** Document segment follows **

In focus: Law on Litigation Procedure

The new Law on Litigation Procedure (hereinafter referred to as: the “Law”) has been published in the “Official Gazette of the Republic of Serbia” no. 72/2011, dated September 28th, 2011 and shall enter into force on February 1st, 2012.

The innovations of the new Law mostly aim to create a normative frame for efficient and economical court procedure and protection of the right of litigants to trial in a reasonable deadline, and hence the realization of their rights guaranteed by the Constitution and other regulations of the Republic of Serbia, as well as international regulations.

Amongst the most significant novelties which the new Law brings, we single out the following:

1. The Law introduces rules on the time frame for undertaking actions in a litigation procedure. The litigants are obliged to propose the time frame at the very commencement of the procedure – at the preliminary hearing, i.e. at the first hearing for the main argument, if the preliminary hearing is not mandatory, and the time frame is to be decided by the court in a decision that especially contains: the number of hearings, the scheduled time of hearings, the schedule of execution and presentation of evidence at hearings and undertaking other actions in the litigation procedure, court deadlines, as well as the total duration of the main argument.

** End of Document segment **
** Supplied records follows **

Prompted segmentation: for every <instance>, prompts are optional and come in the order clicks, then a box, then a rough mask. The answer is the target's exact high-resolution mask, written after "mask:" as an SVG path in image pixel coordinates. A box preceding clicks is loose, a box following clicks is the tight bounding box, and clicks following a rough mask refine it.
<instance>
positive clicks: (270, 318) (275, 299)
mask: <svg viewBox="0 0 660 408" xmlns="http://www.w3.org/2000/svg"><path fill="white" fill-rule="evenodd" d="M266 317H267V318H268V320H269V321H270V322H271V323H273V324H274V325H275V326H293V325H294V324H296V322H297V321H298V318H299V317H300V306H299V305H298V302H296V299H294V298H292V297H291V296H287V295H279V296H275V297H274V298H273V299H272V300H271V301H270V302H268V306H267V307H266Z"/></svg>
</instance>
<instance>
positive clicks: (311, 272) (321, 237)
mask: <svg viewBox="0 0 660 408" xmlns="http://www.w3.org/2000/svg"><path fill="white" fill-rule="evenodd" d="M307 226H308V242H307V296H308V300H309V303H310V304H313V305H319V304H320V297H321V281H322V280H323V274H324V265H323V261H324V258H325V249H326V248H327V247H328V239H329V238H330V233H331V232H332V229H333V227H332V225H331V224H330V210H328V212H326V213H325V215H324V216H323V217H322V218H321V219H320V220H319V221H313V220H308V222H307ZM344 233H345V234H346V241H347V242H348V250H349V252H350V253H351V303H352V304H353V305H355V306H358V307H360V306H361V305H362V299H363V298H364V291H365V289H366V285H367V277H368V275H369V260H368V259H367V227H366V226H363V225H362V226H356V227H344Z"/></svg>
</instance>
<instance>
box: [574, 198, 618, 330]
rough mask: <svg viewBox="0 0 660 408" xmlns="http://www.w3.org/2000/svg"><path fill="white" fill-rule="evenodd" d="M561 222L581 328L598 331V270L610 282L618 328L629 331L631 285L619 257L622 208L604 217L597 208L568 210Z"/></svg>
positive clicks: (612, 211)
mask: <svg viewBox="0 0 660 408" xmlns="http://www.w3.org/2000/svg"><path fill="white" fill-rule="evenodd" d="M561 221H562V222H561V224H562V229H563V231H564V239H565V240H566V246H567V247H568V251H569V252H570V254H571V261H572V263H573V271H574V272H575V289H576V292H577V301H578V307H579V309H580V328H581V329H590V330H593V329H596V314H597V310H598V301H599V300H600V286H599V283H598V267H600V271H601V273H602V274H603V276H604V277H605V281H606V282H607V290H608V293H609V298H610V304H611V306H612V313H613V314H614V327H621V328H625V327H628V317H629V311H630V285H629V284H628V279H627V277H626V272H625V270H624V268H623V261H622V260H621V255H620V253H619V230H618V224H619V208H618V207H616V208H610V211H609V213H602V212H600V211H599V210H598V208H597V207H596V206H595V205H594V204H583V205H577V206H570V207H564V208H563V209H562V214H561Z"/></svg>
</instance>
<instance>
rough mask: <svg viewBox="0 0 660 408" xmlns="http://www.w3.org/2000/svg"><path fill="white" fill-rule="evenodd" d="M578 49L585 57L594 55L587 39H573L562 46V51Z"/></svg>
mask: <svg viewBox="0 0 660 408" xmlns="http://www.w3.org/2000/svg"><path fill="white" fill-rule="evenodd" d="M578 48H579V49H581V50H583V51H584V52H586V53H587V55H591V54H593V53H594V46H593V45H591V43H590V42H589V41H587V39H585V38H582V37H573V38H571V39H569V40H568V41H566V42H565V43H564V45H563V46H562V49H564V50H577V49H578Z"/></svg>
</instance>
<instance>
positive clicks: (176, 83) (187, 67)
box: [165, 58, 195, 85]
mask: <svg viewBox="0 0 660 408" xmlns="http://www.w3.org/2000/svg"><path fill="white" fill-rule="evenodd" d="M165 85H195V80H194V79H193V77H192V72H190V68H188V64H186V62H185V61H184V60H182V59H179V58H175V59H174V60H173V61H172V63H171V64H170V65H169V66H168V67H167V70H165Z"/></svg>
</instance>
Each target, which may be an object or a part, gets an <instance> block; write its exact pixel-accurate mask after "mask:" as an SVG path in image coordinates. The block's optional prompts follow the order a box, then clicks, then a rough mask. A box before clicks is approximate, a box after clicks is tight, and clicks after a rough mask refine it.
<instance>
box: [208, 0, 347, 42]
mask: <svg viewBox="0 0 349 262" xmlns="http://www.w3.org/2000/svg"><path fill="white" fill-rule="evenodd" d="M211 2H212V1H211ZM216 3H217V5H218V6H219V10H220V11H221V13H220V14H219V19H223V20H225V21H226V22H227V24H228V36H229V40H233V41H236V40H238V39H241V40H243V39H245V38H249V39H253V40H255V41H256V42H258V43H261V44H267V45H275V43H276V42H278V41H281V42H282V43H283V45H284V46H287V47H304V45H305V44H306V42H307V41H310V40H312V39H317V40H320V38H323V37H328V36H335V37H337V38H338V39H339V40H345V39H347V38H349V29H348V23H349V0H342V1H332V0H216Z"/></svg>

** End of Supplied records **

*Actions to take:*
A - In the text on the new Law on Litigation Procedure, on what date is the Law set to enter into force?
B - Please continue the text on the new Law on Litigation Procedure from its last sentence.

*Answers to the exercises:*
A - February 1st, 2012.

B -
2. The court generally schedules one hearing for the main argument, to present and execute all evidence. The court will exceptionally schedule more than one hearing if it judges that it is necessary for the execution of evidence, while these hearings will be scheduled in the shortest time interval, minding the concentration of the main argument.

The court may, exceptionally, postpone a hearing, if it is necessary to present and execute evidence or due to the incapacity of the judge. When postponing a hearing, the court will always set a new time frame, which cannot be longer than one third of the initially determined time frame.

The Law expressly prescribes the duty of the court to respect the previously determined time frame, as well as to prevent any attempt of arbitrary delay of hearings, as well as to sanction any breach or abuse of procedural rights and violation of procedural discipline.

3. One of the solutions foreseen by the new Law pertains to the service of documents and is aimed to contribute to the trial in a reasonable deadline and prevent abuse of procedural rights of the litigants and prolonging of the procedure.

Specifically, the Law prescribes that if the person to whom a writ must be served in person (lawsuit, decision on payment order, verdict, decision against which a separate appeal is allowed and legal remedy are to be delivered to the litigant, i.e. its legal representative or representative by power of attorney in person) is not found at the place where service of documents is to be made, under the condition the address is correct, the deliverer will leave a notification that the writ may be received at the court within 30 days from the attempted service. In this case, a copy of the writ is to be posted on the notice board of the court. After expiration of the stated 30-day deadline, it will be considered that the writ has been served.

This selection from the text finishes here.